Data to examine START
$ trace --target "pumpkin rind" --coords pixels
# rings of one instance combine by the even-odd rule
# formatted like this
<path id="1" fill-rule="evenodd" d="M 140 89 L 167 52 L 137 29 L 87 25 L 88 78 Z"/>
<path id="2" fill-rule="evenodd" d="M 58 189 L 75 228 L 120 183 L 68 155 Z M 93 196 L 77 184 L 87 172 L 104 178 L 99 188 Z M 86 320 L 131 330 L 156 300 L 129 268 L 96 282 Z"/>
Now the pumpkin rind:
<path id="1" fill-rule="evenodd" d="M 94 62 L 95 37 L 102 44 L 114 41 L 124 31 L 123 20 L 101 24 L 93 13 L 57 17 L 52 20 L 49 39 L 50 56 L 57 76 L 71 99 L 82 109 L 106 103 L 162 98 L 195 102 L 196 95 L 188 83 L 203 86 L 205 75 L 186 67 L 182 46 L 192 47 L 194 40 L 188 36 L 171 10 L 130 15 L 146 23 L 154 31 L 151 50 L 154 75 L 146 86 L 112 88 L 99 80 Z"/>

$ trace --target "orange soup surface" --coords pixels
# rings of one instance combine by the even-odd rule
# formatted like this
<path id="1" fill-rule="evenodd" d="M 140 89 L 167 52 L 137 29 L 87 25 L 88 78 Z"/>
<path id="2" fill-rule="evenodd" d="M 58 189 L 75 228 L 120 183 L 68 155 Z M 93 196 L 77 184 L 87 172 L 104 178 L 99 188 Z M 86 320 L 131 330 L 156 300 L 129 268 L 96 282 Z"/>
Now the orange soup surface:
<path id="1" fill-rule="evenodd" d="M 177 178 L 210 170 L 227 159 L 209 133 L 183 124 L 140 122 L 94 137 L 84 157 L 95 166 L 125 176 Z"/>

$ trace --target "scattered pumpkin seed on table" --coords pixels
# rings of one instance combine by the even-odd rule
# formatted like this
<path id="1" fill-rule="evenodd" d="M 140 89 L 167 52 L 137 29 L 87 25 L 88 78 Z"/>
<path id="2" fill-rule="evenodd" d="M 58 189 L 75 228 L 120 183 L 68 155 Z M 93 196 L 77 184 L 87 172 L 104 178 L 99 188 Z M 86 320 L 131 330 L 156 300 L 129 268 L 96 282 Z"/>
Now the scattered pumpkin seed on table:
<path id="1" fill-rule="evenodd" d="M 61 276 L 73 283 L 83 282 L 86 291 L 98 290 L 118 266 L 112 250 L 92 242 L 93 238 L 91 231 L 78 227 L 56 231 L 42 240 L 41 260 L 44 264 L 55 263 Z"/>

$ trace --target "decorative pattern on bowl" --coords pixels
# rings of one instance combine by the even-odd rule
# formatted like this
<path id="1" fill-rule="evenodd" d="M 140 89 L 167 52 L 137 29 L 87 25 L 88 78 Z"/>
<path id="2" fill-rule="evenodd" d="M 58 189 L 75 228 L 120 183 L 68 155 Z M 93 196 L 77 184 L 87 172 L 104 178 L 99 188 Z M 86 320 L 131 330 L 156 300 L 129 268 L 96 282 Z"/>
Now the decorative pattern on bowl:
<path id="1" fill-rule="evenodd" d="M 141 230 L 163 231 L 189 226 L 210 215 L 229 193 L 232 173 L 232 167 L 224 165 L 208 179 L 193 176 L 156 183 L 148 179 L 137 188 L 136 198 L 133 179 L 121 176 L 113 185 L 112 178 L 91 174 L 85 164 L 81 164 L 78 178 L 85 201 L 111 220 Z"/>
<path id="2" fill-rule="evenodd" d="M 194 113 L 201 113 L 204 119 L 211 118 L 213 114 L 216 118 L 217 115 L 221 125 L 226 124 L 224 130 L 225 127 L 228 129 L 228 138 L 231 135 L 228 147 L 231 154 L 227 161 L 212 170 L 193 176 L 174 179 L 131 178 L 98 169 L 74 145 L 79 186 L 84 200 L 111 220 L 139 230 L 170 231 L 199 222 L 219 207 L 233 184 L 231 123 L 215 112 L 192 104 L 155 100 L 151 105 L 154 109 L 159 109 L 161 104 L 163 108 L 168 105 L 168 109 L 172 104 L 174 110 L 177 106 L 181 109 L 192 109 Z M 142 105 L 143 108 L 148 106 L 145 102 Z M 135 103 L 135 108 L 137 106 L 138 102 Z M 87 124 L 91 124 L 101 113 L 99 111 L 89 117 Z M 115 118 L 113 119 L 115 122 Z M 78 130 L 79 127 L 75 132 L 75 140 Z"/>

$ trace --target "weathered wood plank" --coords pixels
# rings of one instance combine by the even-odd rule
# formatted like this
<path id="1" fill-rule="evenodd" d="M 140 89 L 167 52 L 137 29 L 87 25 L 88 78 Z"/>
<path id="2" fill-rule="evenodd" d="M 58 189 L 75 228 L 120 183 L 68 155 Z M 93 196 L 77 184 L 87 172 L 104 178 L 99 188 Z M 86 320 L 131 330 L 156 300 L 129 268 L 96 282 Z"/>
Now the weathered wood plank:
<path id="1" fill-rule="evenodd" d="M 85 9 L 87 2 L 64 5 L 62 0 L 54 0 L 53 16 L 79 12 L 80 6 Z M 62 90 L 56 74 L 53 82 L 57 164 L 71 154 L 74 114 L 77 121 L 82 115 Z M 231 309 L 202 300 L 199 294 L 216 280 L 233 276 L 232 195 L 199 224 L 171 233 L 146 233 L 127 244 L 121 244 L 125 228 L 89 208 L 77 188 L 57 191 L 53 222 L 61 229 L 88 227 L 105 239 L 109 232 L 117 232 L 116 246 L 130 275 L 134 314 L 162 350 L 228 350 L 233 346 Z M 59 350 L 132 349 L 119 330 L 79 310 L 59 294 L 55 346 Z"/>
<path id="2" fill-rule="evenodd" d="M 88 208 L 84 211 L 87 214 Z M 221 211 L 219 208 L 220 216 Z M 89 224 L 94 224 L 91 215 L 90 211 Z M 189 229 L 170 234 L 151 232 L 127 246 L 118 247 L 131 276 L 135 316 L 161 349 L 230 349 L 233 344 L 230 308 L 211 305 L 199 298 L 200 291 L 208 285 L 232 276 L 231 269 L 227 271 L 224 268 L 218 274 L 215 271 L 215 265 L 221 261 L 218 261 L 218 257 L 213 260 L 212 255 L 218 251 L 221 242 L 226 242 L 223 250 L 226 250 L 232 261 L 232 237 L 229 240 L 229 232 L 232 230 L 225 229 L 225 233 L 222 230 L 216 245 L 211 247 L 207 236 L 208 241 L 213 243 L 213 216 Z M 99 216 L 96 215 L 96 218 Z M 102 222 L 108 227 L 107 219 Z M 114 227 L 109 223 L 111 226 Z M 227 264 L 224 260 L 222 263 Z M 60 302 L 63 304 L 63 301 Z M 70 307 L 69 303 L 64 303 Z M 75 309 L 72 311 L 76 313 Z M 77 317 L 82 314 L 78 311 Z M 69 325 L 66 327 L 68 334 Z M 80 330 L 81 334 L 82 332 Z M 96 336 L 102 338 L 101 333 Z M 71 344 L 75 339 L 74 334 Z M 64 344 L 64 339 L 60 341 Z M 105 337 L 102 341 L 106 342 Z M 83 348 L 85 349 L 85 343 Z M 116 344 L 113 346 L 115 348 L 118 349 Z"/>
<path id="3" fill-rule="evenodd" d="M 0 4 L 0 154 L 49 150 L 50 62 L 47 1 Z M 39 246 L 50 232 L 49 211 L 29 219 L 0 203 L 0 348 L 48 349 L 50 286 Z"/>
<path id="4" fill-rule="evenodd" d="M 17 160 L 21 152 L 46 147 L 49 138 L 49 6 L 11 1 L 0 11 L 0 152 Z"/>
Data to examine END
_Your task_: Wherever "pixels" appears in a line of the entries, copy that line.

_Written answer_:
$ trace --target "pumpkin rind" --coords pixels
$ trace --target "orange soup surface" --coords pixels
$ trace --target "scattered pumpkin seed on table" --coords pixels
$ trace --target "decorative pattern on bowl" --coords pixels
$ trace --target "weathered wood plank" --coords pixels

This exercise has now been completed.